● Task statement:
Write each record again exactly as it stands.

● Data shown:
=======
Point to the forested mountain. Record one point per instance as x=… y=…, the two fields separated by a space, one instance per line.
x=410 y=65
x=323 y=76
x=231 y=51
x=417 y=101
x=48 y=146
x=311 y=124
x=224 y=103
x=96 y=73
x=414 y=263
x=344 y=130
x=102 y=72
=======
● Task solution:
Point to the forested mountain. Record one point per instance as x=… y=…, the two fields separated by a space, one instance per line.
x=410 y=65
x=323 y=76
x=231 y=51
x=417 y=101
x=48 y=146
x=311 y=124
x=224 y=103
x=96 y=73
x=414 y=263
x=344 y=130
x=102 y=72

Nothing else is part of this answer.